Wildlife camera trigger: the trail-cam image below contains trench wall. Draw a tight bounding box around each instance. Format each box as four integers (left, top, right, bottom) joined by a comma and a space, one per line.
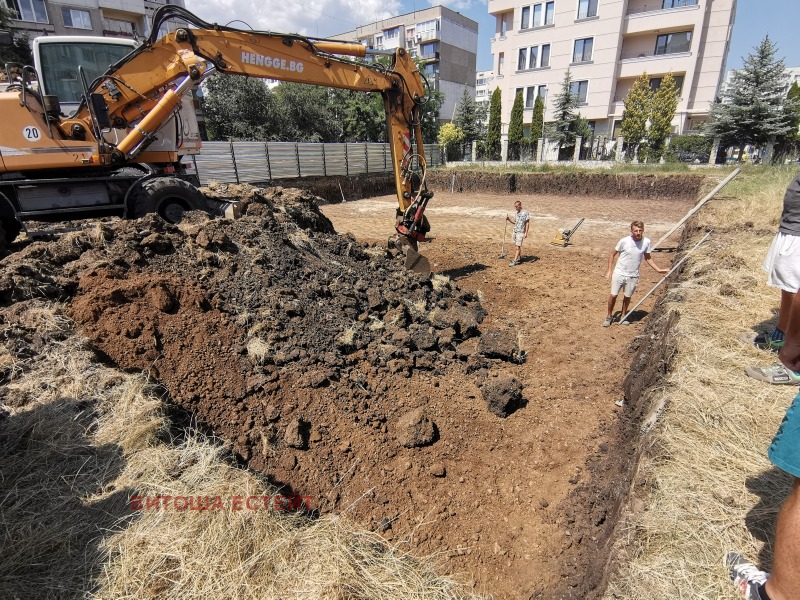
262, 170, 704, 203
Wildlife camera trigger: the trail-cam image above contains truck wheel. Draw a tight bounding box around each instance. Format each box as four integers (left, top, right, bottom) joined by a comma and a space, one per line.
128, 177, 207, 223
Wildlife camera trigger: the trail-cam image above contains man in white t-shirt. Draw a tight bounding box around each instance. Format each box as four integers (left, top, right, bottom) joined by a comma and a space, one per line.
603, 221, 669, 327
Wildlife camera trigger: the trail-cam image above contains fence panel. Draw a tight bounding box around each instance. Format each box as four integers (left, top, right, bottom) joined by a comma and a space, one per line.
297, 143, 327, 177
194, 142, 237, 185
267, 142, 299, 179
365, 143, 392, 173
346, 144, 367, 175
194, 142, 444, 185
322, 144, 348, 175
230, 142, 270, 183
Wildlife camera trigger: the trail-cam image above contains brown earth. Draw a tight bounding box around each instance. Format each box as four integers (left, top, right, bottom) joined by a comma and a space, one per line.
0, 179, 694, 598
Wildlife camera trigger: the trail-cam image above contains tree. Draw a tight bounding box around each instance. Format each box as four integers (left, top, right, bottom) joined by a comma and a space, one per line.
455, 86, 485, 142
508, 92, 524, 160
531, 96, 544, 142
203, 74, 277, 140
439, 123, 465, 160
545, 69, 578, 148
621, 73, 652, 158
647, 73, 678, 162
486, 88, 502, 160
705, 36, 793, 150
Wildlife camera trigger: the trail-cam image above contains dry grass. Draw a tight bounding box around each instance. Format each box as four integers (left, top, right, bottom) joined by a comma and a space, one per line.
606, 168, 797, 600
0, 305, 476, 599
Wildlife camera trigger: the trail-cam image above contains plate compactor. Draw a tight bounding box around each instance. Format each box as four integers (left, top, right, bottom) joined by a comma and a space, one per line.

------------

Exercise objective: Rewrite every record above with "trail-cam image" swapped for "camera frame" each time it appears, keeping everything else the same. Leave the pictures out.

Result:
Wildlife camera trigger: the camera frame below contains trench wall. Draw a tight bounding box around each instance. Format each box as four integers (left, top, right, bottom) joined by a comma and a space, one per line.
262, 170, 704, 203
Wildlife camera trigger: the camera frame above contains truck wheel. Draw a tight bounding box around each instance. Format each box as four integers (left, top, right, bottom) joined by a comma and a space, one per line.
128, 177, 207, 223
Wildlife camera trigger: the camera frame above contains man in white t-shirt. Draw a tight bounding box around each instance. Format each box as four integers (left, top, right, bottom) joined by a comma and a space, one per line.
603, 221, 669, 327
Wildlife camera trigger: the camera frame above contains fence panel. Draw a tight bounding box around each instance. Format each box as four integers (left, top, right, bottom) joined by a comma and a space, one per line.
297, 143, 327, 177
194, 142, 237, 185
267, 142, 299, 179
365, 143, 392, 173
346, 144, 367, 175
194, 142, 444, 185
322, 144, 348, 175
230, 142, 270, 183
Wildlife camera trigger: the camera frame above contains brown earth. Draw a tight bounding box around each instance. Format each box as four integers (left, top, right, bottom) joined by a comma and a space, one per line.
0, 179, 694, 598
Wildlife camera trigger: the camera frame above contains tree. Draw a tight bounding box around each instance. Format each box as four integers (left, top, right, bottom) joined by a comma and a space, one per line.
455, 86, 485, 142
508, 92, 524, 160
531, 96, 544, 142
203, 74, 277, 140
439, 123, 465, 160
545, 69, 578, 148
621, 73, 652, 158
647, 73, 678, 162
486, 88, 502, 160
705, 36, 793, 150
Wildlife camera trigger: the camera frame above contains dry grass. Draw a tight bounding box around each instance. Format each box as four integers (left, top, right, bottom) joined by a comma and a space, one per line.
606, 168, 797, 600
0, 305, 476, 599
Wildlife camera trigger: the camera frame above contains plate compactor. Draw a tight bounding box around each instance. Format each box as four integers (left, top, right, bottom) joined by a comma and a space, one per line.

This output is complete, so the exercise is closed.